Kemudian ia mendapatkan perintah untuk pergi dan
membawa ikan di keranjang. Ketika
ikan itu hidup dan melompat ke lautan maka di
tempat itulah Musa akan menemui
hamba yang alim.
Akhirnya, Musa pergi guna mencari
ilmu dan beliau ditemani oleh seorang pembantunya
yang masih muda. Pemuda itu
membawa ikan di keranjang. Kemudian mereka berdua
pergi untuk mencari hamba yang
alim dan saleh. Tempat yang mereka cari adalah tempat
yang sangat samar dan masalah ini
berkaitan dengan hidupnya ikan di keranjang dan
kemudian ikan itu akan melompat
ke laut. Namun Musa berkeinginan kuat untuk
menemukan hamba yang alim ini
walaupun beliau harus berjalan sangat jauh dan
menempuh waktu yang lama.
Musa berkata kepada pembantunya:
"Aku tidak memberimu tugas apa pun kecuali
engkau memberitahuku di mana ikan
itu akan berpisah denganmu." Pemuda atau
pembantunya berkata:
"Sungguh engkau hanya memberi aku tugas yang tidak terlalu
berat." Kedua orang itu
sampai di suatu batu di sisi laut. Musa tidak kuat lagi menahan
rasa kantuk sedangkan pembantunya
masih bergadang. Angin bergerak ke tepi lautan
sehingga ikan itu bergerak dan
hidup lalu melompat ke laut. Melompatnya ikan itu ke
laut sebagai tanda yang
diberitahukan Allah SWT kepada Musa tentang tempat
pertamuannya dengan seseorang
yang bijaksana yang mana Musa datang untuk belajar
kepadanya. Musa bangkit dari
tidurnya dan tidak mengetahui bahwa ikan yang
dibawanya telah melompat ke laut
sedangkan pembantunya lupa untuk menceritakan
peristiwa yang terjadi. Lalu Musa
bersama pemuda itu melanjutkan perjalanan dan
mereka lupa terhadap ikan yang
dibawanya. Kemudian Musa ingat pada makanannya dan
ia telah merasakan keletihan. Ia
berkata kepada pembantunya: "Coba bawalah kepada
kami makanan siang kami, sungguh
kami telah merasakan keletihan akibat dari
perjalanan ini."

=-=-=

Petunjuk Latihan -> Lanjutkan kisah perjalanan Musa di atas, dimulai setelah kalimat terakhirnya. Daftar sesudah kisah perjalanan Musa ini merupakan bahan tersendiri.

Data masker segmentasi
=-=-=

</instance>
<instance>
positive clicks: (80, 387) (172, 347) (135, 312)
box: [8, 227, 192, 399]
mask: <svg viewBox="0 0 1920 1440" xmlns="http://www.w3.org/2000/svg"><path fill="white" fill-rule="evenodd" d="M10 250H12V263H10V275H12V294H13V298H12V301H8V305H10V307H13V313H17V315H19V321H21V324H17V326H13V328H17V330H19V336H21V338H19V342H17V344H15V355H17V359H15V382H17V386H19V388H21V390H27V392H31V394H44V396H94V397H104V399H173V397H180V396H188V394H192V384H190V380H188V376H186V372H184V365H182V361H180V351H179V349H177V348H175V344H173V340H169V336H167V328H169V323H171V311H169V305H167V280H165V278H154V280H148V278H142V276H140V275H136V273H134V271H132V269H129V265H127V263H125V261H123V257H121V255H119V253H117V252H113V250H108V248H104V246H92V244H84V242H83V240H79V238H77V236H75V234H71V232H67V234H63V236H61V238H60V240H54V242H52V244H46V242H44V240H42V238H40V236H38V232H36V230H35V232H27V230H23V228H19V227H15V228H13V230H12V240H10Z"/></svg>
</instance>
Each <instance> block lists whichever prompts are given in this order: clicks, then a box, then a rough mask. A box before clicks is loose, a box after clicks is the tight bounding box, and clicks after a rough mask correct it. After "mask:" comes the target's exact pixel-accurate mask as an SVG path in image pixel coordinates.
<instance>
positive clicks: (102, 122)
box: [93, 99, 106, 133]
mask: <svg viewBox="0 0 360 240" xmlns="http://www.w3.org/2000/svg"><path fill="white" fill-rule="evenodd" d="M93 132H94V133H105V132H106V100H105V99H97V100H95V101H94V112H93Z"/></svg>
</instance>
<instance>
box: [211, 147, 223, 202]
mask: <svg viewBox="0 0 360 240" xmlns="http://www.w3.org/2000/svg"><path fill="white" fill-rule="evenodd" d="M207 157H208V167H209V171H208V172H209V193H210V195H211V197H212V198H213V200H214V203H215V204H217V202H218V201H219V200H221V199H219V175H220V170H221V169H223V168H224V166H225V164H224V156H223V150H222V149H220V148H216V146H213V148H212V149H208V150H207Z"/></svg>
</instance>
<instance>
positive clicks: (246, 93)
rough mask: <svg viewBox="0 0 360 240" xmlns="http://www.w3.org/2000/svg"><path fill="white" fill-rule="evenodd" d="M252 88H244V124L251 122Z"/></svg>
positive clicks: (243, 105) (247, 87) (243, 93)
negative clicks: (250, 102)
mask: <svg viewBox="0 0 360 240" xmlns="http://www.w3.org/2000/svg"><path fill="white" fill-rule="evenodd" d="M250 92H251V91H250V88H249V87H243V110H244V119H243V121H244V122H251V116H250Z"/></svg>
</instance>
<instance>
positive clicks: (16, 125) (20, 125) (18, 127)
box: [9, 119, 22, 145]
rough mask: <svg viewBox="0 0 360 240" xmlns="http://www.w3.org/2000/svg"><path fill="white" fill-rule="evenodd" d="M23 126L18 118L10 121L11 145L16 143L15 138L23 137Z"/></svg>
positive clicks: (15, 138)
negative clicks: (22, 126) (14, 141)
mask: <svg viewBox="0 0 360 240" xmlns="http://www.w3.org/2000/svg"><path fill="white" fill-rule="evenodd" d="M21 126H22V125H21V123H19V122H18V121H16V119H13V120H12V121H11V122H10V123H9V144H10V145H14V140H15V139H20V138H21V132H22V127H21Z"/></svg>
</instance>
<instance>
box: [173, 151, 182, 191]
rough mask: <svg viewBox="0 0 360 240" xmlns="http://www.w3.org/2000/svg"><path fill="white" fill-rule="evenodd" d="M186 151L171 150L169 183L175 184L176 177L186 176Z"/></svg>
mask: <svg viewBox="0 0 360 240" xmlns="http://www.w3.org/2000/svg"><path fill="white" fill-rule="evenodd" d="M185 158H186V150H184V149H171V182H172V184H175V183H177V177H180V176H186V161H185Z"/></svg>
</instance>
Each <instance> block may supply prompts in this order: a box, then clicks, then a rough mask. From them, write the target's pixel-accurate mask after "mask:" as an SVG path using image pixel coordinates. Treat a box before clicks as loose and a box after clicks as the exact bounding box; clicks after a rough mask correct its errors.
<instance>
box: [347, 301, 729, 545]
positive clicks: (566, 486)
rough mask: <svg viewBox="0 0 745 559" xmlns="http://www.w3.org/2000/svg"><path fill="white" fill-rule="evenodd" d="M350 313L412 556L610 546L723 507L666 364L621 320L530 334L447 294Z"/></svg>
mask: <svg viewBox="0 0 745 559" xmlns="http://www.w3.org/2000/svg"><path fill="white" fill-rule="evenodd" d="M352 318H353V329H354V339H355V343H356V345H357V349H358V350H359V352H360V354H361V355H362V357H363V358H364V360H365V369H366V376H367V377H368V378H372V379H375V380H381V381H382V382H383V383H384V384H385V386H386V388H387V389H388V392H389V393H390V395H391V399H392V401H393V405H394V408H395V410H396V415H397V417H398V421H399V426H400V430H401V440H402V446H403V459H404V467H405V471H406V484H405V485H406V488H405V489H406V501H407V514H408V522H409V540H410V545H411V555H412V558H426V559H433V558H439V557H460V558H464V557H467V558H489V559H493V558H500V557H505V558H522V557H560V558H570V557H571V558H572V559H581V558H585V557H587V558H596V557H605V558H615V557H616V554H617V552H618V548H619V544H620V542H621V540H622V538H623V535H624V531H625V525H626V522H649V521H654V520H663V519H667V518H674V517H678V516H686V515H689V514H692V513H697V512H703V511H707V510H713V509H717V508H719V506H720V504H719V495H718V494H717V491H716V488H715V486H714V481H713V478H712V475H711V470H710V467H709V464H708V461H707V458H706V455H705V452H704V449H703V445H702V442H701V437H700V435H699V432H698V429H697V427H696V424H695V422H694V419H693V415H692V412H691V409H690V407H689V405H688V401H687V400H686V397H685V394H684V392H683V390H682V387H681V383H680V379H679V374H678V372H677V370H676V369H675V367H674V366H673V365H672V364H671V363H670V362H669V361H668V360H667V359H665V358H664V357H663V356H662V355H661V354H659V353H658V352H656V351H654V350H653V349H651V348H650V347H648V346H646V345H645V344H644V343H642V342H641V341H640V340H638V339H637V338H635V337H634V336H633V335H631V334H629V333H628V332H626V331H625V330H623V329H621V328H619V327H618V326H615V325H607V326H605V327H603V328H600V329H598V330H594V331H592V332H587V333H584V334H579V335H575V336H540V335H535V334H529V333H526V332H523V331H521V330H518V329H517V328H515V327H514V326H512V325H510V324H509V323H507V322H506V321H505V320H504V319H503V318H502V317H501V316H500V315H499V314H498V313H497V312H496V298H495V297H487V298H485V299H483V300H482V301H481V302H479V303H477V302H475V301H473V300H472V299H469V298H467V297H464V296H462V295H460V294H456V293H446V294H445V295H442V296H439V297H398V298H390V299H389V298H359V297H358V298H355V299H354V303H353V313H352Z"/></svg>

=-=-=

Jawaban Latihan ->
Pembantunya mulai ingat tentang
apa yang terjadi. Ia pun mengingat bagaimana ikan itu
melompat ke lautan. Ia segera
menceritakan hal itu kepada Nabi Musa. Ia meminta maaf
kepada Nabi Musa karena lupa
menceritakan hal itu. Setan telah melupakannya.
Keanehan apa pun yang menyertai
peristiwa itu, yang jelas ikan itu memang benar-benar
berjalan dan bergerak di lautan
dengan suatu cara yang mengagumkan. Nabi Musa
merasa gembira melihat ikan itu
hidup kembali di lautan dan ia berkata: "Demikianlah
yang kita inginkan."
Melompatnya ikan itu ke lautan adalah sebagai tanda bahwa di
tempat itulah mereka akan bertemu
dengan seseorang lelaki yang alim. Nabi Musa dan
pembantunya kembali dan
menelusuri tempat yang dilaluinya sampai ke tempat yang di
situ ikan yang dibawanya bergerak
dan menuju ke lautan.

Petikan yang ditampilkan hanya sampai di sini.